• YOUR INSTRUCTIONS: Omit any picture, and return the remaining data exactly as written.

• DATA FOR PROCESSING:
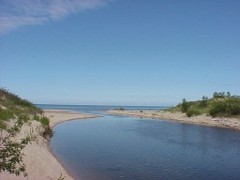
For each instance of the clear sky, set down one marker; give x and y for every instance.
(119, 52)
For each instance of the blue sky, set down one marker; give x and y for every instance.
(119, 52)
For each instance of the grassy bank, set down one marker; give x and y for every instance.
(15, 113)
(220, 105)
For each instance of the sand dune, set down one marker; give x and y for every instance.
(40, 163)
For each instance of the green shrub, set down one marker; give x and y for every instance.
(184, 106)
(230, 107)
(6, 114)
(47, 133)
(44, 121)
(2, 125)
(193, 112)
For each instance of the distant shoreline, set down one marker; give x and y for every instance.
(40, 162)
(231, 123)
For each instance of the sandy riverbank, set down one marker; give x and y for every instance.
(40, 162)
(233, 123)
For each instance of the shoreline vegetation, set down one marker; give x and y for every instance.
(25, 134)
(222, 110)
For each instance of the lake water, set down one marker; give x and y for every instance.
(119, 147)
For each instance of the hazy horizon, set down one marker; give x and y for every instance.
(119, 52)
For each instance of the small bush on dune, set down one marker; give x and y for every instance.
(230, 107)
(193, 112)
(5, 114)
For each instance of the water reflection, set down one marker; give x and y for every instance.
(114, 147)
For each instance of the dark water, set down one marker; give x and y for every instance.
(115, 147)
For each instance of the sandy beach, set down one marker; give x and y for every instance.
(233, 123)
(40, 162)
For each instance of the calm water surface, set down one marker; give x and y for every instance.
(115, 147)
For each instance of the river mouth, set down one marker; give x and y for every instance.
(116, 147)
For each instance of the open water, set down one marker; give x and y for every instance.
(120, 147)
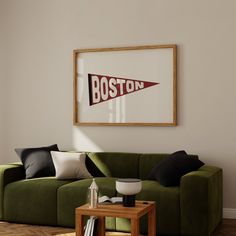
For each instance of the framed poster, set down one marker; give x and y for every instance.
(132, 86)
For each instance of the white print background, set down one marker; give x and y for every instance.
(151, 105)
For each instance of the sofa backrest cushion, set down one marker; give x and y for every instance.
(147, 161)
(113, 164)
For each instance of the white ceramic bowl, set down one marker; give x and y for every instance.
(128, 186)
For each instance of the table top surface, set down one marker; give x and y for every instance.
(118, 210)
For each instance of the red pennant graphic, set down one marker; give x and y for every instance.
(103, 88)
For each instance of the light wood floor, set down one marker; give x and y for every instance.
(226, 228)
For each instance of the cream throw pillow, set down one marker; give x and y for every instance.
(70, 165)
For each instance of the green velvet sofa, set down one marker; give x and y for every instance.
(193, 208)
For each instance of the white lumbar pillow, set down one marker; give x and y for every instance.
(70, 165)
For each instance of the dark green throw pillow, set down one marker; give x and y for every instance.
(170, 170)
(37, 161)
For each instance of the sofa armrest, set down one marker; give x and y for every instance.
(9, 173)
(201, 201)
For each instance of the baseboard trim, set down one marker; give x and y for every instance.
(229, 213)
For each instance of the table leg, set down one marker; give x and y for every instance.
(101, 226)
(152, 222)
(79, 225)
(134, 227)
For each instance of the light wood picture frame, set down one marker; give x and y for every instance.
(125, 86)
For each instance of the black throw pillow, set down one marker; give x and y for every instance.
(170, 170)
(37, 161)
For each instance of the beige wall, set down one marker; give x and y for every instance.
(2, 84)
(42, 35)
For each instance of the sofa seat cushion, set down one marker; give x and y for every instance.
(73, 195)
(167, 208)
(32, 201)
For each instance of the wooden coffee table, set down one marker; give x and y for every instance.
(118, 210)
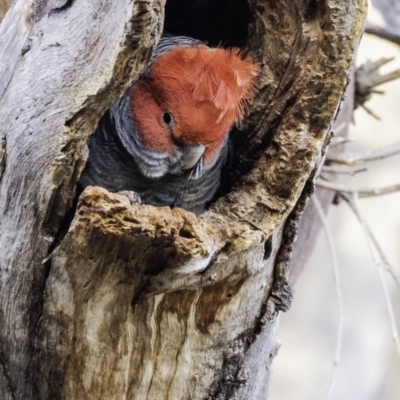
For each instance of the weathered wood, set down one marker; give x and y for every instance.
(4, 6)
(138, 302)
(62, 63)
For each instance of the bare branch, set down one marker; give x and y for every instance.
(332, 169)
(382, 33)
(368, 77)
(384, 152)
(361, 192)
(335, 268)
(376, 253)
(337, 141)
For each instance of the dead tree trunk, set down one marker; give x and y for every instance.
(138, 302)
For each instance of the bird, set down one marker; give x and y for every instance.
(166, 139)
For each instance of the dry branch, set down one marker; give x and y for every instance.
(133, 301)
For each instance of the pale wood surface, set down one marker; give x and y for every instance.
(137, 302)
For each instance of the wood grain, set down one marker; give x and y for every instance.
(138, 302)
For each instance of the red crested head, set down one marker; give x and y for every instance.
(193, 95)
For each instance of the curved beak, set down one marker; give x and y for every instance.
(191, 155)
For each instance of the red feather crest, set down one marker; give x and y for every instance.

• EXERCISE RESPONSE:
For each instance of the clear sky, set down one marker; give x and y for every instance.
(119, 52)
For each instance of the blue sky, set down one marker; give x and y for every instance.
(119, 52)
For each instance of the grassy bank, set down one marker; give x and y for every instance.
(15, 113)
(220, 105)
For each instance of the sand dune, set down one marker; give x and y for every instance.
(40, 163)
For each instance of the green shrub, set down one marker; give x and y for every instance.
(184, 106)
(230, 107)
(6, 114)
(47, 133)
(44, 121)
(2, 125)
(193, 112)
For each instance of the distant shoreline, set down one marker; give x and y for every instance.
(40, 162)
(231, 123)
For each instance of the sandy riverbank, set down one marker; give x and y for every instance.
(40, 162)
(233, 123)
For each instance of the shoreline vegetation, set down one marker; give x and y for every instance.
(25, 134)
(222, 110)
For each instance of the lake water, set down one marker; give x and y for every instance.
(119, 147)
For each instance of the hazy horizon, set down one marker; give x and y for every instance.
(119, 52)
For each instance of the small bush on dune, set down one marker; give x and y for every instance.
(230, 107)
(193, 112)
(5, 114)
For each instance of the water reflection, set down one marker; give x and y for every instance.
(114, 147)
For each instance of the dark water, set down one marker; give x and y for every instance.
(115, 147)
For each instance of the sandy beach, set down one marker; give x and y for every instance.
(233, 123)
(40, 162)
For each instance of the calm water surface, set down one marker; give x and y for every instance.
(115, 147)
For each instance of the river mouth, set down one marker; give x and y for every instance.
(116, 147)
For each instance of the open water, set down one marker; give x and y for every instance.
(120, 147)
For each instance of the framed poster, set down one marker; give x and y for every instance.
(132, 86)
For each instance of the white print background, set down one marker; give x and y for every instance.
(151, 105)
For each instance of the sofa backrest cushion, set down one marker; give x and y for every instance.
(147, 161)
(113, 164)
For each instance of the white ceramic bowl, set down one marker; give x and y for every instance.
(128, 186)
For each instance of the table top surface, set down one marker; give x and y for every instance.
(118, 210)
For each instance of the red pennant graphic, set down one marker; give x and y for every instance.
(103, 88)
For each instance of the light wood floor, set down one marker; give x and y for every instance.
(226, 228)
For each instance of the cream throw pillow, set down one marker; give x and y for every instance.
(70, 165)
For each instance of the green velvet sofa, set down one marker; give x and y for every instance.
(193, 208)
For each instance of the white lumbar pillow, set down one marker; give x and y for every instance.
(70, 165)
For each instance of the dark green throw pillow, set down one marker; give x and y for every instance.
(170, 170)
(37, 161)
For each instance of the sofa armrest, set down one marker; give x and y for every instance.
(9, 173)
(201, 201)
For each instance of the baseboard trim, set down one marker; give x and y for every instance.
(229, 213)
For each instance of the table leg, set down one marker; give x and y for every instance.
(101, 226)
(152, 222)
(79, 225)
(134, 227)
For each instance of the light wood picture frame, set down one marker; give x and y for every instance.
(125, 86)
For each instance of the black throw pillow, set down one marker; give x and y for every instance.
(170, 170)
(37, 161)
For each instance of the beige wall, set down one marker; give x and y for every instance.
(2, 84)
(42, 35)
For each instance of the sofa seat cushion, set down one marker; give x and y for every instance.
(73, 195)
(167, 208)
(32, 201)
For each instance of the wooden coffee table, set down one marker; give x and y for every instance.
(118, 210)
For each instance of the weathered wood, set down one marker; give x and y for every instance.
(4, 6)
(138, 302)
(62, 63)
For each instance of the bare branch, set down one marker; give x and y for every instance.
(332, 169)
(382, 33)
(368, 77)
(384, 152)
(361, 192)
(335, 268)
(376, 253)
(337, 141)
For each instance of the dead tree trunk, set down one marker; give x and y for every instance.
(138, 302)
For each instance of the bird, set down one marker; give x and y for every instance.
(166, 139)
For each instance of the dry branch, set down one marker; give x and y for every instance.
(133, 301)
For each instance of the pale wood surface, set down one marker; give x and y for every instance.
(137, 302)
For each instance of the wood grain, set down one marker; give x and y for every instance.
(138, 302)
For each instance of the red crested head, set down one marker; give x and y for every instance.
(193, 95)
For each instance of the curved beak, set down one marker; give x and y for every instance.
(191, 155)
For each instance of the red feather crest, set down one marker; give x and y for every instance.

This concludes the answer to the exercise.